:: Task requirements ::
Looking at the data below, how many lines include the word "woman"? Respond with the number only.
*** Begin section ***
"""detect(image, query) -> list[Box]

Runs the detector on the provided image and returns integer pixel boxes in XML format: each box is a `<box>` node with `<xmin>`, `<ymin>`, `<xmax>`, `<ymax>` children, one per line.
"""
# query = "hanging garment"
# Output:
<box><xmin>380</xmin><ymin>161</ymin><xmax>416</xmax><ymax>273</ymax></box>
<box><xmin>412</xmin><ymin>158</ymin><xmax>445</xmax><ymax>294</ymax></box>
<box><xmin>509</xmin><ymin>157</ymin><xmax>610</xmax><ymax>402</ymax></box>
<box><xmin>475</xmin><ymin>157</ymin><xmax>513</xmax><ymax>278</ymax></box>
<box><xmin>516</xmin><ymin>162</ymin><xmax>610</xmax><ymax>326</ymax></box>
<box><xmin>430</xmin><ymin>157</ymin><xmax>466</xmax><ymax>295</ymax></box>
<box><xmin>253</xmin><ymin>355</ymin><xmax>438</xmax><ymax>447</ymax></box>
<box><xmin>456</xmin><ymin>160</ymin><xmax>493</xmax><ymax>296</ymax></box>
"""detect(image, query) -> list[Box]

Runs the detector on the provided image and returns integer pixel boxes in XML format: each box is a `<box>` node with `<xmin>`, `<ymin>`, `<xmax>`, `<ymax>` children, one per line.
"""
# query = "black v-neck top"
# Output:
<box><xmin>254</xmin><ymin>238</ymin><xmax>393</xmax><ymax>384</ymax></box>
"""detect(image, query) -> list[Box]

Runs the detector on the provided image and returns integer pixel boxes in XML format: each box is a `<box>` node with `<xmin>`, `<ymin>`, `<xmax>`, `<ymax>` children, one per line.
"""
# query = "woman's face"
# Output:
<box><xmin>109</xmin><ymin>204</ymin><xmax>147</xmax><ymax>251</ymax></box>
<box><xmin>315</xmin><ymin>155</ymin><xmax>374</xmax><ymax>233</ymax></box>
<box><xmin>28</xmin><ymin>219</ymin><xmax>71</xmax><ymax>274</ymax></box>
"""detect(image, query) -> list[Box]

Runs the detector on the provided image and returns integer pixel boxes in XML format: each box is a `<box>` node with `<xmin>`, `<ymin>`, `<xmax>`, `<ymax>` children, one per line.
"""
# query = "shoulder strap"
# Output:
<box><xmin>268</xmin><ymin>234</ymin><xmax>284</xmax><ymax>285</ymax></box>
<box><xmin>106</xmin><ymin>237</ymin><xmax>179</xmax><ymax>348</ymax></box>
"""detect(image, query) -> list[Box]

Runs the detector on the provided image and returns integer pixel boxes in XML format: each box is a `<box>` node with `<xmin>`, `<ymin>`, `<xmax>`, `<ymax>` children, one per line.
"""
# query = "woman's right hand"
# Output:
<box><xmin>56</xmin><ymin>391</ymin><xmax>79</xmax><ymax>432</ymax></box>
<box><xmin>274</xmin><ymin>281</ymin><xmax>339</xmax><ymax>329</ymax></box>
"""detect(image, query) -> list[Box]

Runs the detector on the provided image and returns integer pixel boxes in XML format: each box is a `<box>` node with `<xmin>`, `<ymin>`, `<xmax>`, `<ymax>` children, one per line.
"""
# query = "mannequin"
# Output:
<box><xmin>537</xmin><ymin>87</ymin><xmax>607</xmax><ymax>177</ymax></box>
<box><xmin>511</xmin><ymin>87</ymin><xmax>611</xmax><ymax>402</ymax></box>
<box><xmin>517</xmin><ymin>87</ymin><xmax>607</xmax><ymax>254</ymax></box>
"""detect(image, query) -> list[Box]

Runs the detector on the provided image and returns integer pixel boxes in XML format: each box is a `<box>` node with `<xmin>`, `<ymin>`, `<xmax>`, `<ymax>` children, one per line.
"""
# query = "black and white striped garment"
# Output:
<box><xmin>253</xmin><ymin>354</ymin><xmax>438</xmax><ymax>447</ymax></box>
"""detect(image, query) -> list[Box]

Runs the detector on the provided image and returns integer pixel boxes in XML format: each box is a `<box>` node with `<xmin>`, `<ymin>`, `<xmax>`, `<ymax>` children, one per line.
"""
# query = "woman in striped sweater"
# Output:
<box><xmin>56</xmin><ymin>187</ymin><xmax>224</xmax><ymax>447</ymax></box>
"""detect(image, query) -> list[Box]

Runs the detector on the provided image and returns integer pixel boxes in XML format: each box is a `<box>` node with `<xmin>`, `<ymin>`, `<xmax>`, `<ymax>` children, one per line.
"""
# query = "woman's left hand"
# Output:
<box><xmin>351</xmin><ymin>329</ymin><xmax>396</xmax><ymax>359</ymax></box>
*** End section ***
:: Exercise result ::
4